Aşağıdaki İsrail ve Hizbullah konulu yazıyı, gösterilen son cümlenin ardından sürdürün.

Kaynak:
━━━━━━━━━━━━━━━━
İsrail, Toparlanmaya Çalışırken Hizbullah Pusuda Bekliyor

Hüseyin Mehdi tarafından thecradle.co adlı internet sitesinde kaleme alınan “İSRAİL 2006'DAKİ BAŞARISIZLIKLARI DÜZELTMEYE ÇALIŞIRKEN, HİZBULLAH PUSUDA BEKLİYOR” başlıklı yazıyı siz kıymetli okuyucularımız için çevirdik. 

10 Ekim 2024
İsrail, Toparlanmaya Çalışırken Hizbullah Pusuda Bekliyor

İsrail muhtemelen uluslararası itibarını zedelemekten 2006'da olduğundan daha az endişe duyuyor: Onların gözünden Gazze'de on binlerce sivilin ölümünden sonra, Lübnan'da daha fazla insanın öldürülmesi, durumu daha da kötüleştirecek gibi görünmüyor.

ABD'li düşünce kuruluşu Stratejik ve Uluslararası Çalışmalar Merkezi (CSIS), İkinci Lübnan Savaşı'ndan bu yana hem İsrail'in hem de Hizbullah'ın yeni duruma nasıl uyum sağladığına dair yakın tarihli bir raporda bu sonuca varıyor ve mevcut çatışmada alınan derslere ve bunların uygulamalarına odaklanıyor.

Geçtiğimiz ay İsrail'in çağrı cihazı saldırısı, Hizbullah Genel Sekreteri Hasan Nasrallah'ın öldürülmesi ve Beyrut ile Lübnan'ın doğusuna ve güneyine yönelik yoğun bombardımanın ardından, 2006 Lübnan savaşıyla karşılaştırmalar kaçınılmaz hale geldi.

İsrail, 18 yıl önce yaşanan çatışmayı anımsatan bir biçimde, güney Lübnan'a yönelik resmi bir "sınırlı, yerel ve hedefli" kara harekâtına hazırlanırken, tüm bölge, kontrolden çıkan büyük bir savaş olasılığının eşiğinde duruyor.
━━━━━━━━━━━━━━━━
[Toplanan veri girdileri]
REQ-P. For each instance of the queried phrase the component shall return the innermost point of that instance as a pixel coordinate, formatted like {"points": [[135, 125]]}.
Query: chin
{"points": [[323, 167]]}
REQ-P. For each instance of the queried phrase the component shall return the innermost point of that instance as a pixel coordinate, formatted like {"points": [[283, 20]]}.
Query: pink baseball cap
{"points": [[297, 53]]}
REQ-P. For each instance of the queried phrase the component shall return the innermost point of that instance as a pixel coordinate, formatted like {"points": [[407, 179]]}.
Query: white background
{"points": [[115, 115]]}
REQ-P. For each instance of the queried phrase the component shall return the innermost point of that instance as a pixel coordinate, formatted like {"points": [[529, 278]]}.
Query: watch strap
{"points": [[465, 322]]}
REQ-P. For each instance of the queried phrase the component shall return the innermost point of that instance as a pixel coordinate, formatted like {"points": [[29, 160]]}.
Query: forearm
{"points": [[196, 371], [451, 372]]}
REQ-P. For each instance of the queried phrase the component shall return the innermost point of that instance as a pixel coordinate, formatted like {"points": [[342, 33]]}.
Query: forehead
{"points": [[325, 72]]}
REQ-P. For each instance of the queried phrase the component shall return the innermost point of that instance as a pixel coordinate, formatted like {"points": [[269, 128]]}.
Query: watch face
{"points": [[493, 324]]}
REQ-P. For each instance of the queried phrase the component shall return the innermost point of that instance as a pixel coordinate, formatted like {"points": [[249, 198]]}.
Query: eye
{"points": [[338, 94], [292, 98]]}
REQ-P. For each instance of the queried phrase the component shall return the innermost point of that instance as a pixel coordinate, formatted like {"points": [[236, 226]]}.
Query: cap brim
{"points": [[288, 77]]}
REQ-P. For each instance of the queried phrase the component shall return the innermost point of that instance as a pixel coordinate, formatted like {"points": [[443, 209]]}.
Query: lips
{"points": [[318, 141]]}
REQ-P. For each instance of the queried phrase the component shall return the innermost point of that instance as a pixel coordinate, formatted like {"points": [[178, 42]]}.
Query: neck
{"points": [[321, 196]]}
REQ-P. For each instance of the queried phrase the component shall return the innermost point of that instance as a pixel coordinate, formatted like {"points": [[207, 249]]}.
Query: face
━━━━━━━━━━━━━━━━
Beklenen çıktı:
2006'da Hizbullah, ağır bedellere rağmen siyasi olarak güçlendi ve şimdi, bir kez daha, bu kanlı çatışmadan öğrenilen derslerle tanıdık bir düşmanla karşı karşıya. Analistler, mevcut durum ile Temmuz 2006 savaşı arasında keskin paralellikler kuruyor ve Hizbullah'ın o dönemde hem savaş alanında hem de siyasi arenada gösterdiği direncin modern stratejilerini şekillendirdiğine dikkat çekiyorlar.

İsrail de bu savaşın taktiksel başarısızlıklarından ders alarak yaklaşımını geliştirdi, ancak aynı zamanda uluslararası itibarını korumak yerine askeri ateş gücünün ayrım gözetmeksizin ve cezalandırıcı kullanımına öncelik veren daha yıkıcı savaş araçlarını benimsedi.

2006 savaşı, BM Güvenlik Konseyi'nin Lübnan ve İsrail'i tüm askeri operasyonları derhal ve kalıcı olarak durdurmaya, Birleşmiş Milletler Lübnan Geçici Gücü'nün (UNIFIL) sınırda konuşlandırılmasına ve takviye edilmesine ve İsrail'in iki devleti ayıran Mavi Hat'ın ötesine çekilmesine çağıran 1701 sayılı Kararı'nın yayınlanmasıyla sona erdi.

Mevcut taarruzun vahşeti

Ancak Nasrallah'ın ve diğer üst düzey Hizbullah komutanlarının ve stratejistlerinin suikasta kurban gitmesinin ardından, işgal devleti Lübnan'daki saldırısını artırdı ve bu durum yıkıcı sonuçlar doğurdu. Hizbullah'ın iletişim altyapısına ve liderlik yerleşkelerine yönelik hedefli hava saldırıları 37'den fazla Hizbullah liderinin hayatına mal oldu, ancak en sarsıcı olan sivil kayıplar oldu.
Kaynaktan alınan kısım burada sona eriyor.